- [Selected passage]
The most troubling finding by the authors was that intelligence appeared to be the result of a combination of both nature and nurture. In simplified terms, this means that race plays at least some role in determining intelligence. The criticism of this claim came from many different directions: That Herrnstein and Murray had used flawed weighting in their statistical measurements; that their studies were improperly controlled; that they'd ignored contradictory research; and that they'd based their research on unproven assumptions. Unfortunately it's nearly hopeless for a layperson to try and evaluate either the claims or the criticism; one quickly discovers that the statistics involved are extremely complex.

About a year after The Bell Curve was published and the charges of racism had been thoroughly aired, the American Psychological Association decided to write its own report to specifically address the book's findings. A diverse task force of American psychology professors was assembled to "identify, examine and summarize relevant research on intelligence." Of the difference between blacks and whites, the APA confirmed that there has long been about a 15-point difference, which is one standard deviation; but it also found that there is no clear reason for this, and there is certainly not sufficient evidence to point to a genetic cause. Society is very complicated, and many factors appear to affect intelligence. Some of these suspected factors, most of which are unproven, include nutrition, education, English skills, experience with testing, and heritability.

The APA's final conclusion was critical not just of The Bell Curve, but of the debate in general:

In a field where so many issues are unresolved and so many questions unanswered, the confident tone that has characterized most of the debate on these topics is clearly out of place. The study of intelligence does not need politicized assertions and recriminations; it needs self-restraint, reflection, and a great deal more research. The questions that remain are socially as well as scientifically important. There is no reason to think them unanswerable, but finding the answers will require a shared and sustained effort as well as the commitment of substantial scientific resources. Just such a commitment is what we strongly recommend.

- [Supplied material]
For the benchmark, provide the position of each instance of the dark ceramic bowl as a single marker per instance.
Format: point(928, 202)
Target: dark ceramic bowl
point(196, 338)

- [Tasks for this exercise]
**A.** Set down the passage about The Bell Curve word for word, starting at "In a field where" and ending at "we strongly recommend.".
**B.** Resume the passage about The Bell Curve and the APA report, carrying it on from its last sentence.

- [Exercise results]
**A.**
In a field where so many issues are unresolved and so many questions unanswered, the confident tone that has characterized most of the debate on these topics is clearly out of place. The study of intelligence does not need politicized assertions and recriminations; it needs self-restraint, reflection, and a great deal more research. The questions that remain are socially as well as scientifically important. There is no reason to think them unanswerable, but finding the answers will require a shared and sustained effort as well as the commitment of substantial scientific resources. Just such a commitment is what we strongly recommend.

**B.**
Two of these unanswered questions stand out as particularly intriguing: The racial differences, and something called the Flynn effect, and it may turn out that they're related. New Zealand political scientist Jim Flynn first noted that every time intelligence tests have been revised, average scores worldwide have gone way up, by about a standard deviation; and it's been necessary to reset 100 to a higher and higher point. People have been getting more intelligent ever since testing began, and some believe this improvement is accelerating. The reasons for the Flynn effect are unknown, but hypotheses usually center around the nurture factors for intelligence such as an increasingly intensive academic environment and healthcare. The Flynn effect is proven to change scores by at least as much as the racial differences that have been found, and it's possible (though far from evidenced) that unequal distribution of the same intelligence nurturing resources responsible for the Flynn effect may be responsible for the racial differences.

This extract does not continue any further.